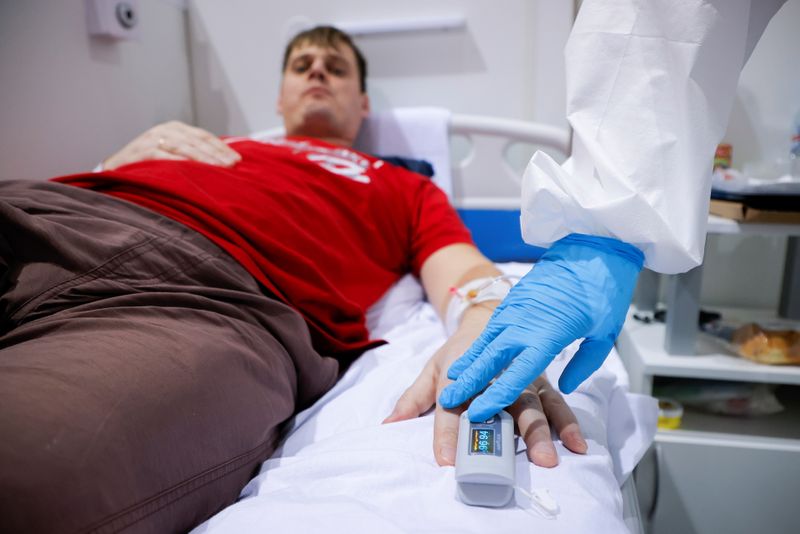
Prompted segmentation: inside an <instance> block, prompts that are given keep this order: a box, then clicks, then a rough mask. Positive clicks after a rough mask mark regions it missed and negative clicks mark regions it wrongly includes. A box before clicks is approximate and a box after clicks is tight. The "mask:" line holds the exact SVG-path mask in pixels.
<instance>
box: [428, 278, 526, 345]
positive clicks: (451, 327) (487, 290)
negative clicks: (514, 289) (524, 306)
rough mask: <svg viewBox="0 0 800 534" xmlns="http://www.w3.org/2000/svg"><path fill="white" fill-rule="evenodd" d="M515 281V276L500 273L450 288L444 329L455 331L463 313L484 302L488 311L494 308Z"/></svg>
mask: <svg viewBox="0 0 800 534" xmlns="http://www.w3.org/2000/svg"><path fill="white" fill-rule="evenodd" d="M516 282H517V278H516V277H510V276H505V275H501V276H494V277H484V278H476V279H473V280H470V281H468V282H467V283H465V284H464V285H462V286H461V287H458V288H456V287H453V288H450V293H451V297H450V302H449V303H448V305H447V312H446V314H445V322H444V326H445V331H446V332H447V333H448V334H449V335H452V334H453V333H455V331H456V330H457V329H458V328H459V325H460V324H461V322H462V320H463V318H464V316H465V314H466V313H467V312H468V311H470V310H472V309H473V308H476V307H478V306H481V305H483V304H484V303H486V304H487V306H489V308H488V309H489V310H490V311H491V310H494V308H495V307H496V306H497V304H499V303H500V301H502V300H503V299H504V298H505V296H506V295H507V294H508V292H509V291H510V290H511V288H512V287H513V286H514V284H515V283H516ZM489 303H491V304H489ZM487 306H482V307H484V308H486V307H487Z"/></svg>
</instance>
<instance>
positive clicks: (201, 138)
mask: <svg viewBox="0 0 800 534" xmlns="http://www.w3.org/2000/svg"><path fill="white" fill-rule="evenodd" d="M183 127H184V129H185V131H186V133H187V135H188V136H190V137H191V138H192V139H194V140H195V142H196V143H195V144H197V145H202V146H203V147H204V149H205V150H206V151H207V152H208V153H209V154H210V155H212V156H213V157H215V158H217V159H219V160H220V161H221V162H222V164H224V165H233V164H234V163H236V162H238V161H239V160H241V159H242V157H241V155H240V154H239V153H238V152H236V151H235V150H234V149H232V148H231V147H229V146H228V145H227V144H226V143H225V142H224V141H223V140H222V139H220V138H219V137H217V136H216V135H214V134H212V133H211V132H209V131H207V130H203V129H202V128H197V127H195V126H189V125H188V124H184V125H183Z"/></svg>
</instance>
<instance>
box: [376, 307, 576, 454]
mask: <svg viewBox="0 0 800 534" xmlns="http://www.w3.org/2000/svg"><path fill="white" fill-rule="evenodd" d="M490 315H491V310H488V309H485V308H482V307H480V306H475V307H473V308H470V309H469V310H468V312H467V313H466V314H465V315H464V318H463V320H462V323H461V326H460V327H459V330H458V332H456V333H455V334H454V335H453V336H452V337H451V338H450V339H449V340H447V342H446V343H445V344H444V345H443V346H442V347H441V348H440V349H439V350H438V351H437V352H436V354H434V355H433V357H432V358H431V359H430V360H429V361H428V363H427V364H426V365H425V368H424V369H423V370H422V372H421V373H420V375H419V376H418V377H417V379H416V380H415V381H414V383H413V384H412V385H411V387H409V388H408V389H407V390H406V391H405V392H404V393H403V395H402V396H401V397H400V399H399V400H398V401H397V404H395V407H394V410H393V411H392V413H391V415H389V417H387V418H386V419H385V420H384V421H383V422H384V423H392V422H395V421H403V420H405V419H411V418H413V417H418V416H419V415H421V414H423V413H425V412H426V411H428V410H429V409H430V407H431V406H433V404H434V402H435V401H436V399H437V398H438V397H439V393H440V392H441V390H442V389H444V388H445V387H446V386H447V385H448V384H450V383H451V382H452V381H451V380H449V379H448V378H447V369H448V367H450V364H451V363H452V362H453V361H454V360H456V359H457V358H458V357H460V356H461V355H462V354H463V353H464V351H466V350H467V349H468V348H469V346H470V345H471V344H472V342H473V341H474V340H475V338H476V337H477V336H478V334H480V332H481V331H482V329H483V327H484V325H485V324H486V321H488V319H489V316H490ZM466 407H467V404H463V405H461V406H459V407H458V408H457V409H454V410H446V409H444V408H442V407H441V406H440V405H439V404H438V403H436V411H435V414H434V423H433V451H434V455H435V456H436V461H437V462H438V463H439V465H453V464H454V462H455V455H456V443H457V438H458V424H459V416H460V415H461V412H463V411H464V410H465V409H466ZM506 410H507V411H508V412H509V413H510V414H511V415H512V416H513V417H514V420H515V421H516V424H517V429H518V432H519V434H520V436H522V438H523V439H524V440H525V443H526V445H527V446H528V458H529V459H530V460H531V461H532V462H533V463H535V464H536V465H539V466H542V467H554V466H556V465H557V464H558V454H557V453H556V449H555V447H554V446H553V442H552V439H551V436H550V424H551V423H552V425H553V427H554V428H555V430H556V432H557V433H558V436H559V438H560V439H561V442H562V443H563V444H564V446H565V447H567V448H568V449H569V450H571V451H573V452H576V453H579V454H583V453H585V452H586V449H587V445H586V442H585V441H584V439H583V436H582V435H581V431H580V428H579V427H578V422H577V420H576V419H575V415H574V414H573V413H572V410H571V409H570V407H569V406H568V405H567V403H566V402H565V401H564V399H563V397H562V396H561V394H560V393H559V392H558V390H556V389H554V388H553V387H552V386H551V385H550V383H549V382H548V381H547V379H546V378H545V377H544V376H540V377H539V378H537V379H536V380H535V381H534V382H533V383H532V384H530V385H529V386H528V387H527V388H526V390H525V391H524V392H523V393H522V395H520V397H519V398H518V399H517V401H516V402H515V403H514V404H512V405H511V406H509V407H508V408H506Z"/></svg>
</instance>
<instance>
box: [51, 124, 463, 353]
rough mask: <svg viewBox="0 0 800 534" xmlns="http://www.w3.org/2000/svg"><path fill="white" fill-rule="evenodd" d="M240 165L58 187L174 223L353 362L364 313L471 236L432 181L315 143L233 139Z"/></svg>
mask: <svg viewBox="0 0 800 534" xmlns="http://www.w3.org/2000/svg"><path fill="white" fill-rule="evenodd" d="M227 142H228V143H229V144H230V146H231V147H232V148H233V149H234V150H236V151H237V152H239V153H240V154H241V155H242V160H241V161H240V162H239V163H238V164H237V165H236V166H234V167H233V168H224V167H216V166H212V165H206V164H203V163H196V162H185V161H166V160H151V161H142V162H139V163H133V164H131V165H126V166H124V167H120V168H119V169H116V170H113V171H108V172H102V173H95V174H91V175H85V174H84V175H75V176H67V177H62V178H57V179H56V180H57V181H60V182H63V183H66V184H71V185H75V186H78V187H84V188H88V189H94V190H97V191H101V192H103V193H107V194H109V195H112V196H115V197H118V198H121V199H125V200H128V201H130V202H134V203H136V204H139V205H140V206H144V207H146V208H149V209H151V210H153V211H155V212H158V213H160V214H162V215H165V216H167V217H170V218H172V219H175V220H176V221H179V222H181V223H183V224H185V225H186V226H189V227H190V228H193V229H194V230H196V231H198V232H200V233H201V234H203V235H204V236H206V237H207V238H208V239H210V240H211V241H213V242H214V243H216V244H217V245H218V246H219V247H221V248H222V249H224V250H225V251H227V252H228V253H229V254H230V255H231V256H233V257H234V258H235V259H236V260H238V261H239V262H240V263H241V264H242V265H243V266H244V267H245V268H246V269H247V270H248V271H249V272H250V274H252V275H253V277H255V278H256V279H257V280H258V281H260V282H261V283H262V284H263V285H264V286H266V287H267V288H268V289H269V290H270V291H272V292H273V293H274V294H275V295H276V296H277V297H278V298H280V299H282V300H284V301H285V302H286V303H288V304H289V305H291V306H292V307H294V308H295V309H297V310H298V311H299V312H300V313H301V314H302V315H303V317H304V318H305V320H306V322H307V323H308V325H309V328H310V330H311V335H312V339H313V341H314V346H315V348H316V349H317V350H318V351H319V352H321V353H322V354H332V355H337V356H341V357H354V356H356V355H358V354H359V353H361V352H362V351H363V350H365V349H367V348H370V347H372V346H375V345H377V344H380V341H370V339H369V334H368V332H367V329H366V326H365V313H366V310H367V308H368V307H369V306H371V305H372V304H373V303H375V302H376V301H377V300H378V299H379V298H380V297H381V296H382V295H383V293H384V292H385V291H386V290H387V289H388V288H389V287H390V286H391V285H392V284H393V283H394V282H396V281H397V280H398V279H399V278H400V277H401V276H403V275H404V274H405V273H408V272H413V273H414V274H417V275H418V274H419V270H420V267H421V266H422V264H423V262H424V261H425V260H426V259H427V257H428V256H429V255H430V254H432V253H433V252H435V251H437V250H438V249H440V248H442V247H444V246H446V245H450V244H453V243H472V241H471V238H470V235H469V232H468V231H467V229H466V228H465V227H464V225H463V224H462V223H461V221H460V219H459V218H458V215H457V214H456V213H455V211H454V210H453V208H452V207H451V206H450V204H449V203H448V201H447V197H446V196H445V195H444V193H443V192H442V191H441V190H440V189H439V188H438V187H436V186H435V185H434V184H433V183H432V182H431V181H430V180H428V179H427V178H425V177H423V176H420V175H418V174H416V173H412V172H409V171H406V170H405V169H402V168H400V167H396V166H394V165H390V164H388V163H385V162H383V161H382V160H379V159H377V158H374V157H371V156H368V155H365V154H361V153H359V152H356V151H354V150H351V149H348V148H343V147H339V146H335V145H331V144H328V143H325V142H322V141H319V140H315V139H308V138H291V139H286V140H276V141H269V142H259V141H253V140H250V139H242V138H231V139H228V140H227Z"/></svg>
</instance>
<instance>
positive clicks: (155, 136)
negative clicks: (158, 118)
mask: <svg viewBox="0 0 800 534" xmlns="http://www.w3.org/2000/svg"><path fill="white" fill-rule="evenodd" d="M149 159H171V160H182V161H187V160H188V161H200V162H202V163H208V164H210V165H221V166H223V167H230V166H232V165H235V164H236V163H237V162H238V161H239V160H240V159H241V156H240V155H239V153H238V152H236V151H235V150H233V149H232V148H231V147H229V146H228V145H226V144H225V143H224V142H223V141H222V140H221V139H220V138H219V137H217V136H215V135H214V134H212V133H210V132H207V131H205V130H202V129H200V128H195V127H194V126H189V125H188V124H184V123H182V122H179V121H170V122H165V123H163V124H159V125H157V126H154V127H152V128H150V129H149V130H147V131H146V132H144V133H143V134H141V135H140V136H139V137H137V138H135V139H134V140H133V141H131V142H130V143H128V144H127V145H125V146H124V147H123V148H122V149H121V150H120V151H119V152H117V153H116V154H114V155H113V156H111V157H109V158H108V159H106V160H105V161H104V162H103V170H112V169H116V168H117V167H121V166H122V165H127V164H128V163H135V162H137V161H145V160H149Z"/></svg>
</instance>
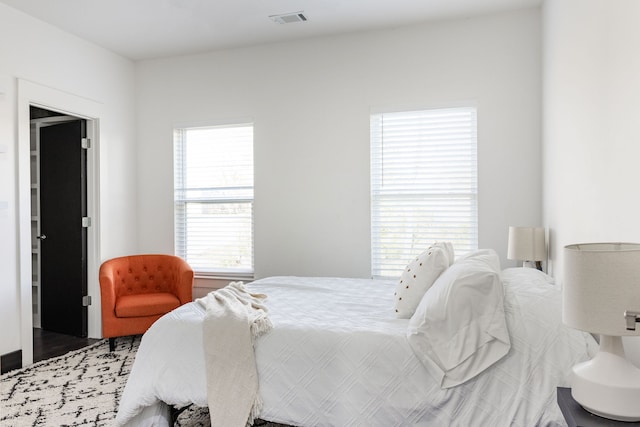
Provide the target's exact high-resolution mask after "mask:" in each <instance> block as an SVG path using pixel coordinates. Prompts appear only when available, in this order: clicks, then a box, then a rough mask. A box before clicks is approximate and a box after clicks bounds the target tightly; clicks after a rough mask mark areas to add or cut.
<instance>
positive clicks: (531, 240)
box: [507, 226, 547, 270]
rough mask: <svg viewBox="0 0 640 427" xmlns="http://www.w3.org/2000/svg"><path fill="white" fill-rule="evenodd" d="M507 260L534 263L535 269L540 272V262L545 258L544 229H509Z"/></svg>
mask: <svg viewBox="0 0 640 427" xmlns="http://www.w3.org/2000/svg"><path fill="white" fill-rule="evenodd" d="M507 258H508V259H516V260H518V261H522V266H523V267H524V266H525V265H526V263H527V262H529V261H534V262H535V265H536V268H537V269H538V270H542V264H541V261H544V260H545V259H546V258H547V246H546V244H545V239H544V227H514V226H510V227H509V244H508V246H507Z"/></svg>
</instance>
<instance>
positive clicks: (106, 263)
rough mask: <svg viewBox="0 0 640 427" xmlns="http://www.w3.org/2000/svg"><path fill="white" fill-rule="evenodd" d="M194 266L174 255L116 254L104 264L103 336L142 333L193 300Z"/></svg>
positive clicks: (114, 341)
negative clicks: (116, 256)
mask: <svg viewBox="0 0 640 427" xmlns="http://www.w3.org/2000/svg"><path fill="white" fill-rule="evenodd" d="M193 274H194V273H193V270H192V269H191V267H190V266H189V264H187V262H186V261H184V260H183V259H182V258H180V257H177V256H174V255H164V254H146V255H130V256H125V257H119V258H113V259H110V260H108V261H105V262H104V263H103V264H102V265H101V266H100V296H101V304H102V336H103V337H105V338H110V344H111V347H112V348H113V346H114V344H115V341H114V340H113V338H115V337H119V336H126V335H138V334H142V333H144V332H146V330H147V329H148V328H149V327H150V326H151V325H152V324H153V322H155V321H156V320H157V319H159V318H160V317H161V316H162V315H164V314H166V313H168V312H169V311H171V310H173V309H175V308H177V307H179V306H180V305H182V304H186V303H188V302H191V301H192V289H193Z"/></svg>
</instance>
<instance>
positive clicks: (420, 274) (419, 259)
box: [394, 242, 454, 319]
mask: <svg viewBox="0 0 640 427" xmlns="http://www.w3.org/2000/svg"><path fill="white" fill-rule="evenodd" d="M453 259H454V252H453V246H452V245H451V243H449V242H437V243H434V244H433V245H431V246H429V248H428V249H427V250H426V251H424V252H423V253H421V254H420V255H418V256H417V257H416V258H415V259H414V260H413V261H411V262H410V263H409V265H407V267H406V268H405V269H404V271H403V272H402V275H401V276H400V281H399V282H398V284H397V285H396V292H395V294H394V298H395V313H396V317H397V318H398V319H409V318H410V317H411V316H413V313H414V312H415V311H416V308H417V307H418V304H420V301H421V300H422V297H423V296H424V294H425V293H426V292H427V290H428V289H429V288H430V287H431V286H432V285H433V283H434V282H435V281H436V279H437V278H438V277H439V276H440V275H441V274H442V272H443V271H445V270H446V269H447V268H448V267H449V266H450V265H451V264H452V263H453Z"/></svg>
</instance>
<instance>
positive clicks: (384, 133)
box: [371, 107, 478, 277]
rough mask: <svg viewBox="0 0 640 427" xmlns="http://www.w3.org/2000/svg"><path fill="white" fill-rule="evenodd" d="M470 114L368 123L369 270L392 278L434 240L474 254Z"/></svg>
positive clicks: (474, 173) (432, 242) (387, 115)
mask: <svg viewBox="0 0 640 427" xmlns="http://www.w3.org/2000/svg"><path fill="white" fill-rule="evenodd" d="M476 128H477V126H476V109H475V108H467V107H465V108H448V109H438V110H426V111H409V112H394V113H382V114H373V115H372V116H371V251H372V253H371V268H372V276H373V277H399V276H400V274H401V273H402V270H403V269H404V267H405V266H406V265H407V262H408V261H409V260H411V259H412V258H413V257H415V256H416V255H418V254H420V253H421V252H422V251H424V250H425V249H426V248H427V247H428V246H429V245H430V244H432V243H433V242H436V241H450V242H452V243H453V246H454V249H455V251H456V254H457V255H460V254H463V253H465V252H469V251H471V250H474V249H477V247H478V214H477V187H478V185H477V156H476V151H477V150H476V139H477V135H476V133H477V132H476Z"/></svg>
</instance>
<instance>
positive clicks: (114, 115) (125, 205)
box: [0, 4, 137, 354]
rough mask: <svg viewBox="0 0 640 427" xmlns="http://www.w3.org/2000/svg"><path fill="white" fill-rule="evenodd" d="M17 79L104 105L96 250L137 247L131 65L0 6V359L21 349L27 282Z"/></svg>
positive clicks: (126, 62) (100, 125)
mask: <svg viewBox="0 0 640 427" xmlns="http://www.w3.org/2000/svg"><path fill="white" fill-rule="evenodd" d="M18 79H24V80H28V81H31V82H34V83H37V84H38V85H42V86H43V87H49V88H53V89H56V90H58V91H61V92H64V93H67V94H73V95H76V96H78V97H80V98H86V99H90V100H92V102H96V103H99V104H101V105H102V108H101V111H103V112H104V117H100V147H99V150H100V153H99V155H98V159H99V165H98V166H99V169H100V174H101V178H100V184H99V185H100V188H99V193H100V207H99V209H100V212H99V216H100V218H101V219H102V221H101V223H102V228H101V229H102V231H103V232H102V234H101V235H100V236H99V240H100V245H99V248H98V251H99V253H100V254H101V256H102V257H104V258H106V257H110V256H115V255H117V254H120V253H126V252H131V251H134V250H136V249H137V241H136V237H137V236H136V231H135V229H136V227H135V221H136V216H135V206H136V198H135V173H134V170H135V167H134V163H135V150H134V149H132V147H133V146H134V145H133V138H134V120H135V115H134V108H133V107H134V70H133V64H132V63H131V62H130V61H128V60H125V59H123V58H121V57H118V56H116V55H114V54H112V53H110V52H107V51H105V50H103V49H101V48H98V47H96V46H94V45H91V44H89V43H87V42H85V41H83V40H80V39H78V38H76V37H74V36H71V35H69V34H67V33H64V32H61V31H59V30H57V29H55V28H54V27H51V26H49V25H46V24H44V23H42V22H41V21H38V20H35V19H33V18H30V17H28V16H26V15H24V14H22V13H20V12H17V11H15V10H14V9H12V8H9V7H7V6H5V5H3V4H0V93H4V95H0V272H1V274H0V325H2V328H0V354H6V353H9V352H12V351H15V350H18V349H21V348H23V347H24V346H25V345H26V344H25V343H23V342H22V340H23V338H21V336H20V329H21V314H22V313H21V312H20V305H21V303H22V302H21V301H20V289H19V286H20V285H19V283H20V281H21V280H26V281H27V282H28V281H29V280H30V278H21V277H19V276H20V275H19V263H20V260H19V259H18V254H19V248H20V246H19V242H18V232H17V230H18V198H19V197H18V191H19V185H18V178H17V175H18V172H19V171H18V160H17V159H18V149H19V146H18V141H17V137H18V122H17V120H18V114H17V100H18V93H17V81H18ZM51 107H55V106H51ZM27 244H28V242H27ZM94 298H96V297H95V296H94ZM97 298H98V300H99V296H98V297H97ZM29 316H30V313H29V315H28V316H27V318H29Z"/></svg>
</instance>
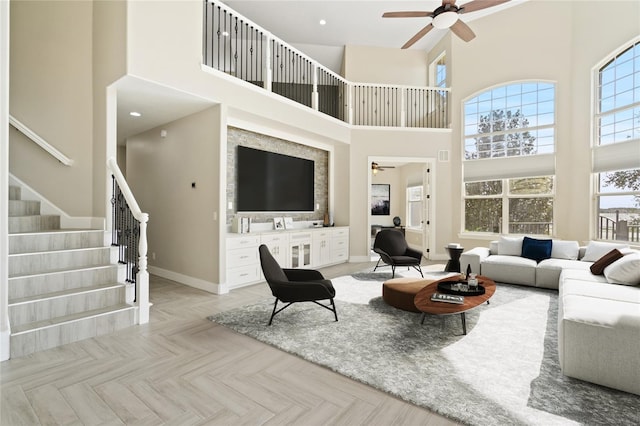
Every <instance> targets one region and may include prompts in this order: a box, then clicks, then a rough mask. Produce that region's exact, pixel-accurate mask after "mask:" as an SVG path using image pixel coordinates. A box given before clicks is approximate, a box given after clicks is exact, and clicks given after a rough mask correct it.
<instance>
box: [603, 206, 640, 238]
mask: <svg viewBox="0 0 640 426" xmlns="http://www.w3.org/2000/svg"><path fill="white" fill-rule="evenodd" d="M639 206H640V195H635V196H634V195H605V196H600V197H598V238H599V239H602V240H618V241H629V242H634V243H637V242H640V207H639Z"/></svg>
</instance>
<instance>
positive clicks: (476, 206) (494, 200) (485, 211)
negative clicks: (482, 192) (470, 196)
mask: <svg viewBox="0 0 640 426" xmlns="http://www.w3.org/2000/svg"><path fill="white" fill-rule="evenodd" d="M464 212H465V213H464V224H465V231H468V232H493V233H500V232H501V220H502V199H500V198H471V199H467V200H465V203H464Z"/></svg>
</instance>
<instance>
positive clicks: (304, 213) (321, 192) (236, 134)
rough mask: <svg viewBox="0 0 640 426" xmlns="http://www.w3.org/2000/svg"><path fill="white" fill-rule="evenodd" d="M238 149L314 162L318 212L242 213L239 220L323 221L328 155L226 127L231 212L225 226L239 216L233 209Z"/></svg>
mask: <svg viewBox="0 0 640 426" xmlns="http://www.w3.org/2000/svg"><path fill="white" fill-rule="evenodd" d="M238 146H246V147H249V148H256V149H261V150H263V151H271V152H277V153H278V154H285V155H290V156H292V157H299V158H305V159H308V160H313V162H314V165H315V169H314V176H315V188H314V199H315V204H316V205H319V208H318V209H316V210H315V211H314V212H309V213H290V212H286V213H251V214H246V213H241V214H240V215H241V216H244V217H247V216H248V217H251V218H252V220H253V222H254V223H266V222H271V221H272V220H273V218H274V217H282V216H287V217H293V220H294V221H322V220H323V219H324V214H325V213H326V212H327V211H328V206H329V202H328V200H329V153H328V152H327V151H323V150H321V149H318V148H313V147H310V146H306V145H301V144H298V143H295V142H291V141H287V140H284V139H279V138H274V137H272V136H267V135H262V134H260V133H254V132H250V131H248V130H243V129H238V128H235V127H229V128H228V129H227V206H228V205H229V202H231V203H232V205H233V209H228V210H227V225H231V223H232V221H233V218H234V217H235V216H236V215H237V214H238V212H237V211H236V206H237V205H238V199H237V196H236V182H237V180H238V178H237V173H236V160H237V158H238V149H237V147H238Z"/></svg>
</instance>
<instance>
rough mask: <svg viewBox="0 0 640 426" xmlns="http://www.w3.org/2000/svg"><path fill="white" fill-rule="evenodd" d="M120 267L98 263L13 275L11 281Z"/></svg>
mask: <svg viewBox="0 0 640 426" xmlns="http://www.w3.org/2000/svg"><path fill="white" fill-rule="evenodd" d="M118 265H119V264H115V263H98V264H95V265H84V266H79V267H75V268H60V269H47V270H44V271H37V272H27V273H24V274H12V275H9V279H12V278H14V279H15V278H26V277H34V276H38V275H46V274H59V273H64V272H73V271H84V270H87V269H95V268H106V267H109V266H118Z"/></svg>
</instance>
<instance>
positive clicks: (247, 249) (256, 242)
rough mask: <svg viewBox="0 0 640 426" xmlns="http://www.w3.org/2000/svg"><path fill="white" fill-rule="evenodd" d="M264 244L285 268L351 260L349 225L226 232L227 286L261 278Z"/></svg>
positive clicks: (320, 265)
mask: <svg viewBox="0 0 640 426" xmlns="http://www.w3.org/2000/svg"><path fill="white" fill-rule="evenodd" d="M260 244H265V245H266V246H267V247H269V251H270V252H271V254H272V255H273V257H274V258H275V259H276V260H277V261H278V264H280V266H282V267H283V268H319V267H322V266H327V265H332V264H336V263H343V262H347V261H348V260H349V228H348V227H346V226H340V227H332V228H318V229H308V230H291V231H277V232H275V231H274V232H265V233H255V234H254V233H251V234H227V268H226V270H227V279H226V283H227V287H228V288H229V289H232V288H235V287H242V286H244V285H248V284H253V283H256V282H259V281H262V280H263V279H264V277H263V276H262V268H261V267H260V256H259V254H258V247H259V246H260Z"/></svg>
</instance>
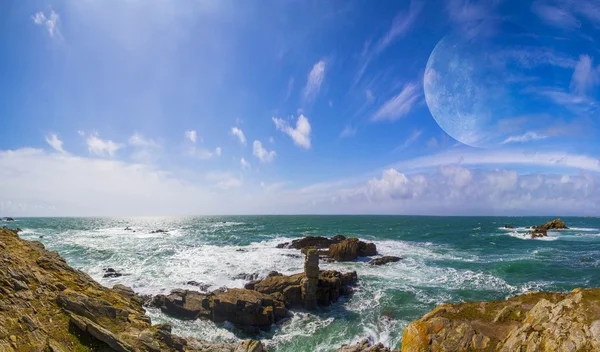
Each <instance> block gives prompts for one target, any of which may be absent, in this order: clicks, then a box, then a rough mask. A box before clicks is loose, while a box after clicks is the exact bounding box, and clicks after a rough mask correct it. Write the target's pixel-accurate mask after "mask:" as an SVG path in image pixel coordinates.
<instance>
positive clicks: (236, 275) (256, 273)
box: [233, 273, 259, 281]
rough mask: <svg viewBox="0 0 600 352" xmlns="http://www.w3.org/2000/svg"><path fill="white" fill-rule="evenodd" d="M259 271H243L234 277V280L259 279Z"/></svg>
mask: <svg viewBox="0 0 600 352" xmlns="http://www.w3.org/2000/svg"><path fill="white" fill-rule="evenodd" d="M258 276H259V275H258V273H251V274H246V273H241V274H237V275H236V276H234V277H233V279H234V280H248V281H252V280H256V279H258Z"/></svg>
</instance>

* _What the task asks_:
From the line holding "box: [603, 206, 640, 238]" to the line holding "positive clicks: (476, 206)", inclusive, restate each line above exactly as written.

* _Response_:
box: [603, 206, 640, 238]
mask: <svg viewBox="0 0 640 426" xmlns="http://www.w3.org/2000/svg"><path fill="white" fill-rule="evenodd" d="M639 206H640V195H635V196H634V195H605V196H600V197H598V238H599V239H602V240H618V241H629V242H634V243H637V242H640V207H639Z"/></svg>
</instance>
<instance>
positive clicks: (476, 206) (494, 200) (485, 211)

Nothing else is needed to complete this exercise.